Stated goal. Copy the material word for word from its first line through the line containing "85], [20, 91]]", including both of those lines. Leave the pictures out of your copy.
· · · ·
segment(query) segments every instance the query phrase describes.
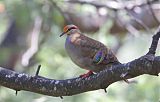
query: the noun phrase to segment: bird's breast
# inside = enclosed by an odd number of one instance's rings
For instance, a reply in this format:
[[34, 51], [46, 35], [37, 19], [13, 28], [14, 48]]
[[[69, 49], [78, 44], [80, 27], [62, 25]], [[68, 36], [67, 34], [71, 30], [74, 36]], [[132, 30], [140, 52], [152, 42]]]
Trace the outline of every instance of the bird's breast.
[[83, 52], [79, 45], [75, 44], [71, 41], [69, 37], [67, 37], [65, 42], [66, 51], [71, 58], [71, 60], [80, 67], [84, 67], [83, 64]]

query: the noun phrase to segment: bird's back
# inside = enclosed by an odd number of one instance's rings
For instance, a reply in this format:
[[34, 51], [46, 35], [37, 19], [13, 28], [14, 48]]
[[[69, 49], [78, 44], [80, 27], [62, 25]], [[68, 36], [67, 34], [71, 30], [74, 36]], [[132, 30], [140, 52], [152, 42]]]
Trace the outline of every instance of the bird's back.
[[[110, 63], [118, 62], [112, 51], [104, 44], [79, 32], [67, 36], [65, 47], [74, 63], [81, 68], [94, 72], [104, 69]], [[96, 64], [93, 62], [93, 58], [100, 49], [105, 50], [107, 53], [102, 63]]]

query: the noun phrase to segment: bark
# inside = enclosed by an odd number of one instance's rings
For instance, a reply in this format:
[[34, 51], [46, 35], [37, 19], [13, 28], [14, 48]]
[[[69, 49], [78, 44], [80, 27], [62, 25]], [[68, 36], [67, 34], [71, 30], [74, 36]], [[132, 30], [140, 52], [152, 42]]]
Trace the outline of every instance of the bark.
[[30, 91], [49, 96], [70, 96], [87, 91], [105, 89], [114, 82], [143, 74], [158, 75], [160, 56], [145, 55], [126, 64], [114, 65], [87, 78], [66, 80], [31, 76], [0, 67], [0, 85], [20, 91]]

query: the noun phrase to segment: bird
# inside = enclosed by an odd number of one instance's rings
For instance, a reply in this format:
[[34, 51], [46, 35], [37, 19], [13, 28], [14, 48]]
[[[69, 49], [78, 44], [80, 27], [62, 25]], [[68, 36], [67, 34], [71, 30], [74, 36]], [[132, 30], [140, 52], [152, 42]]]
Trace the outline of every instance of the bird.
[[67, 35], [65, 49], [71, 60], [80, 68], [88, 70], [80, 77], [85, 78], [108, 66], [120, 64], [111, 49], [83, 34], [76, 25], [66, 25], [60, 37], [63, 35]]

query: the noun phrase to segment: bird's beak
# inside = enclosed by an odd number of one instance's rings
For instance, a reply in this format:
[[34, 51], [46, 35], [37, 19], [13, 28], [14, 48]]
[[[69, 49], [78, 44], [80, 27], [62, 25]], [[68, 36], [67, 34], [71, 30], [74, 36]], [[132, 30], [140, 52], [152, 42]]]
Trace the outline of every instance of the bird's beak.
[[63, 33], [60, 35], [60, 37], [63, 36], [64, 34], [65, 34], [65, 32], [63, 32]]

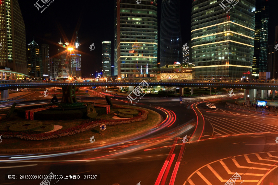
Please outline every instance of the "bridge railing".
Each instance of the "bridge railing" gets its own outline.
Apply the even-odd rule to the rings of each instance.
[[[239,105],[235,105],[228,102],[226,102],[226,105],[232,107],[235,107],[242,110],[245,110],[250,111],[253,111],[260,113],[263,113],[268,114],[273,114],[276,116],[277,115],[277,113],[278,112],[278,109],[276,109],[275,110],[272,110],[265,109],[261,109],[259,107],[258,107],[257,109],[256,109],[254,107],[246,107]]]
[[[107,81],[105,80],[103,81],[99,81],[96,82],[95,80],[0,80],[0,84],[23,84],[23,83],[74,83],[74,82],[140,82],[142,81],[141,80],[121,80],[120,81],[111,81],[108,80]],[[208,82],[208,83],[263,83],[263,84],[278,84],[278,80],[151,80],[148,82]]]

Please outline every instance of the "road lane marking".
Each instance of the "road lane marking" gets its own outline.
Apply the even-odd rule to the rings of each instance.
[[[238,168],[247,168],[247,169],[253,169],[254,170],[261,170],[268,171],[269,170],[269,169],[268,168],[258,168],[257,167],[251,167],[251,166],[241,166],[239,165],[239,164],[238,164],[238,162],[235,159],[232,160],[233,160],[234,163],[234,164],[237,166],[237,167]]]
[[[212,184],[209,182],[209,181],[208,181],[207,179],[206,179],[206,178],[204,177],[204,176],[201,173],[201,172],[198,171],[197,172],[197,174],[199,175],[199,176],[201,177],[201,178],[202,178],[202,179],[204,180],[204,181],[205,182],[207,183],[207,184],[208,185],[213,185]]]
[[[188,180],[188,182],[189,183],[189,184],[190,184],[190,185],[196,185],[193,182],[193,181],[191,179],[189,179]]]
[[[228,173],[228,174],[230,175],[234,175],[234,174],[236,172],[231,172],[229,169],[229,168],[227,167],[227,166],[226,165],[226,164],[223,162],[223,161],[221,160],[219,161],[220,163],[221,163],[221,164],[222,165],[222,166],[223,166],[223,167],[224,168],[224,169],[227,171],[227,173]],[[264,175],[264,174],[254,174],[254,173],[238,173],[240,175],[252,175],[252,176],[263,176]]]
[[[251,162],[251,161],[250,160],[250,159],[249,159],[249,158],[248,157],[248,156],[247,156],[246,155],[244,155],[244,157],[245,158],[245,159],[246,160],[246,161],[247,161],[247,162],[248,162],[248,163],[254,164],[259,164],[260,165],[264,165],[265,166],[277,166],[276,165],[275,165],[274,164],[265,164],[264,163],[261,163],[260,162]]]
[[[278,161],[277,161],[276,160],[272,160],[272,159],[263,159],[261,157],[261,156],[260,156],[260,155],[259,155],[258,154],[256,154],[255,155],[256,156],[257,156],[257,157],[258,157],[258,158],[260,160],[263,160],[263,161],[272,161],[273,162],[278,162]]]

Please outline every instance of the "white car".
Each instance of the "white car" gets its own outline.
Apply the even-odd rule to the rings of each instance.
[[[209,108],[209,109],[216,109],[216,107],[215,106],[215,105],[214,104],[212,104],[208,105],[208,108]]]
[[[208,102],[206,104],[206,106],[207,107],[208,107],[210,105],[210,103],[209,102]]]

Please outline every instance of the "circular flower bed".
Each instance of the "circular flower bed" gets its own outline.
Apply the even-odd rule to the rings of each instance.
[[[116,105],[114,107],[116,108],[123,108],[125,107]],[[55,139],[68,136],[72,135],[78,133],[85,132],[102,124],[106,125],[116,125],[121,124],[126,124],[137,121],[144,120],[147,119],[149,112],[146,111],[139,109],[134,109],[141,111],[141,115],[136,117],[133,117],[124,120],[104,120],[92,121],[87,120],[83,121],[81,125],[63,130],[59,130],[53,132],[41,133],[37,134],[29,134],[25,133],[15,132],[13,133],[5,133],[2,134],[2,138],[17,138],[27,140],[40,141]]]

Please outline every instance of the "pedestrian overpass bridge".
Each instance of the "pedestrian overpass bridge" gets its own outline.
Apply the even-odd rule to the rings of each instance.
[[[179,87],[180,94],[183,95],[185,87],[191,88],[191,93],[193,94],[194,87],[207,87],[209,88],[242,88],[245,89],[245,99],[249,98],[255,99],[259,98],[262,99],[269,97],[270,91],[272,91],[272,97],[275,97],[276,91],[278,90],[278,80],[271,83],[254,83],[254,81],[242,82],[238,81],[232,82],[231,80],[227,80],[221,82],[208,82],[200,80],[184,80],[183,81],[146,82],[144,87]],[[94,82],[94,81],[49,81],[43,82],[35,80],[1,80],[0,91],[2,99],[9,97],[8,89],[16,88],[48,88],[57,87],[69,87],[74,86],[76,87],[88,86],[129,86],[131,90],[134,86],[137,86],[142,83],[141,81],[132,82]],[[147,83],[147,84],[146,83]],[[249,96],[248,96],[249,95]]]
[[[61,87],[63,85],[74,85],[77,87],[88,86],[137,86],[141,82],[16,82],[15,80],[0,81],[0,90],[37,88],[50,88]],[[260,89],[278,90],[278,83],[253,83],[250,82],[147,82],[151,87],[208,87],[242,88],[247,89]]]

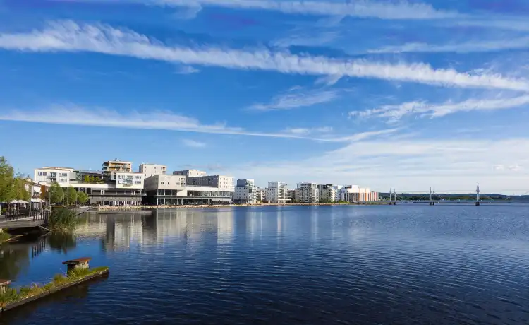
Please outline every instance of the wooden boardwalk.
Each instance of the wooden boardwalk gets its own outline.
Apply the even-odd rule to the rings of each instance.
[[[0,228],[27,228],[38,227],[47,223],[47,220],[33,220],[33,217],[25,218],[23,219],[8,220],[4,218],[0,219]]]
[[[79,215],[93,208],[90,206],[83,206],[73,209],[75,215]],[[48,223],[48,216],[50,211],[32,211],[32,216],[28,216],[29,213],[25,215],[16,216],[0,216],[0,228],[27,228],[44,226]]]

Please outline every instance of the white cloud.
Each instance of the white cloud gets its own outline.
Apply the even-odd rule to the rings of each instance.
[[[271,42],[271,45],[278,47],[288,47],[291,46],[311,46],[317,47],[324,45],[338,37],[337,32],[320,32],[315,35],[294,33],[288,37],[276,40]]]
[[[342,77],[343,76],[341,76],[339,74],[323,76],[316,79],[316,81],[314,82],[314,84],[315,85],[324,84],[326,85],[334,85],[335,83],[339,81]]]
[[[190,6],[187,8],[184,8],[180,11],[174,13],[173,14],[173,17],[176,19],[181,20],[194,19],[197,17],[198,13],[200,13],[201,11],[202,6],[200,6],[200,5]]]
[[[193,68],[191,66],[181,66],[176,69],[175,73],[177,74],[192,74],[200,72],[200,70]]]
[[[458,112],[474,110],[507,110],[529,104],[529,95],[493,99],[469,99],[459,102],[447,101],[442,104],[426,102],[408,102],[397,105],[384,105],[378,108],[349,112],[350,117],[381,117],[396,122],[406,115],[440,117]]]
[[[294,108],[324,104],[334,100],[338,98],[336,90],[302,90],[296,89],[296,92],[289,92],[274,97],[269,104],[255,104],[250,107],[251,110],[292,110]]]
[[[504,38],[496,40],[475,40],[464,43],[433,45],[427,43],[406,43],[403,45],[387,46],[367,51],[369,53],[401,52],[485,52],[529,48],[529,37]]]
[[[284,132],[293,134],[310,134],[312,133],[327,133],[332,132],[332,128],[330,126],[322,126],[313,129],[307,128],[288,128],[286,129]]]
[[[206,146],[206,143],[203,142],[199,142],[195,140],[190,140],[188,138],[185,138],[182,140],[182,143],[183,143],[184,146],[190,147],[190,148],[204,148]]]
[[[241,136],[262,136],[306,139],[317,141],[351,141],[374,137],[379,134],[393,132],[395,129],[361,132],[352,136],[313,137],[308,135],[286,132],[257,132],[241,128],[228,127],[225,124],[202,124],[192,117],[178,115],[169,111],[142,110],[142,112],[128,111],[122,114],[117,111],[102,108],[84,108],[75,105],[52,106],[41,110],[3,110],[0,121],[16,121],[54,124],[85,125],[127,129],[173,130],[187,132],[233,134]]]
[[[83,0],[88,1],[89,0]],[[93,2],[94,0],[90,0]],[[100,0],[105,1],[105,0]],[[106,1],[118,2],[116,0]],[[126,3],[126,0],[119,2]],[[218,6],[234,9],[267,10],[285,13],[318,16],[350,16],[381,19],[439,19],[461,16],[453,11],[437,10],[431,5],[406,0],[382,1],[316,1],[288,0],[128,0],[146,4],[170,6]]]
[[[359,184],[387,191],[482,192],[528,191],[529,138],[505,140],[384,139],[358,141],[338,150],[291,161],[263,161],[238,165],[238,173],[260,183],[281,179],[296,184]],[[511,166],[492,170],[491,166]],[[515,170],[517,170],[514,172]]]
[[[80,25],[72,21],[53,23],[43,30],[28,33],[0,34],[0,48],[25,52],[92,52],[183,64],[284,73],[341,75],[445,87],[529,90],[529,81],[499,74],[472,76],[454,69],[434,69],[425,64],[392,64],[363,59],[342,60],[263,49],[250,52],[214,47],[169,47],[130,30],[104,25]]]

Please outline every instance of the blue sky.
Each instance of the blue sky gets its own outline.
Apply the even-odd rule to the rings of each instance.
[[[0,0],[0,155],[529,191],[521,0]]]

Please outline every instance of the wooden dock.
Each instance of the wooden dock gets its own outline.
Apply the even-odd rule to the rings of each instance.
[[[39,227],[47,224],[47,220],[34,220],[32,217],[18,220],[6,220],[0,219],[0,228],[28,228]]]

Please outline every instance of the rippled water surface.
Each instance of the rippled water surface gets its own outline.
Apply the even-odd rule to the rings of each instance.
[[[529,206],[289,206],[88,214],[4,245],[0,278],[90,256],[110,276],[5,324],[529,324]]]

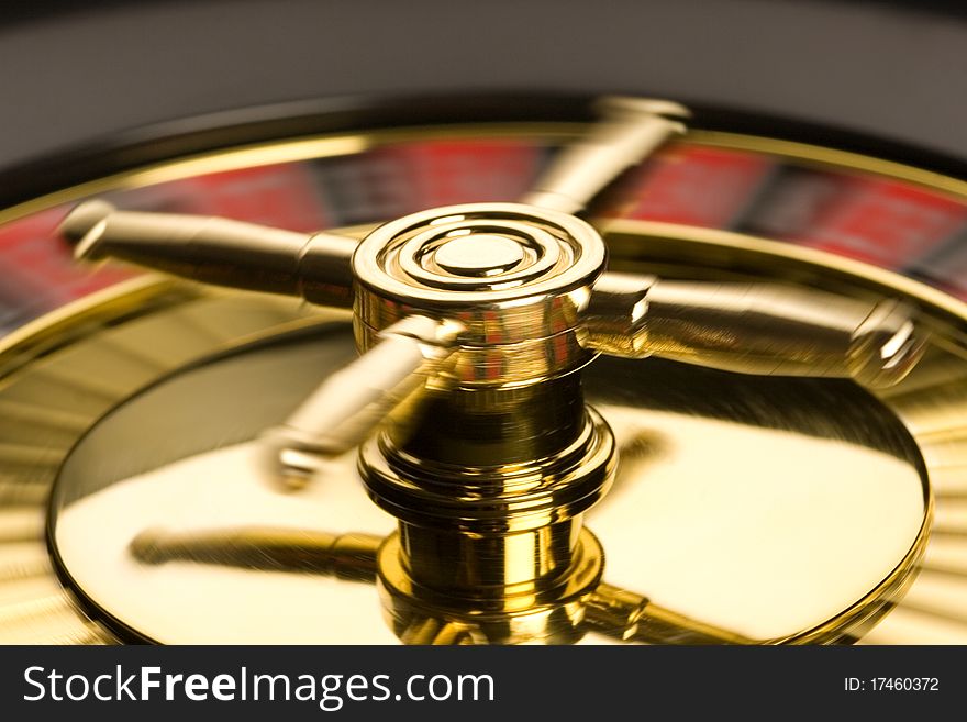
· · · ·
Output of the task.
segment(query) segments every instance the query phrase describes.
query: the noun phrase to segment: bird's breast
# inside = enclosed by an odd number of one instance's rings
For instance, a reply in this format:
[[34, 51], [46, 35], [37, 19], [13, 28], [14, 48]]
[[[69, 49], [78, 44], [80, 27], [62, 25]], [[68, 36], [67, 34], [71, 30], [74, 36]], [[132, 30], [140, 52], [152, 42]]]
Trace the outline of every instance of the bird's breast.
[[83, 52], [79, 45], [75, 44], [71, 41], [69, 37], [67, 37], [65, 42], [66, 51], [71, 58], [71, 60], [80, 67], [84, 67], [83, 64]]

query: the noun phrase to segment: bird's back
# inside = enclosed by an odd number of one instance's rings
For instance, a reply in this format:
[[34, 51], [46, 35], [37, 19], [13, 28], [14, 48]]
[[[69, 49], [78, 44], [80, 27], [62, 25]], [[68, 36], [67, 34], [71, 30], [74, 36]], [[132, 30], [140, 52], [152, 42]]]
Trace the outline of every instance of the bird's back.
[[[110, 63], [118, 62], [112, 51], [104, 44], [79, 32], [67, 36], [65, 47], [74, 63], [81, 68], [94, 72], [104, 69]], [[96, 64], [93, 62], [93, 58], [100, 49], [105, 50], [107, 53], [102, 63]]]

query: the noun phrase to segment: bark
# inside = enclosed by an odd number of one instance's rings
For instance, a reply in this format:
[[34, 51], [46, 35], [37, 19], [13, 28], [14, 48]]
[[[69, 49], [78, 44], [80, 27], [62, 25]], [[68, 36], [67, 34], [71, 30], [74, 36]], [[132, 30], [140, 52], [152, 42]]]
Trace the outline of every instance of the bark.
[[30, 91], [49, 96], [70, 96], [87, 91], [105, 89], [114, 82], [143, 74], [158, 75], [160, 56], [145, 55], [126, 64], [114, 65], [87, 78], [66, 80], [31, 76], [0, 67], [0, 85], [20, 91]]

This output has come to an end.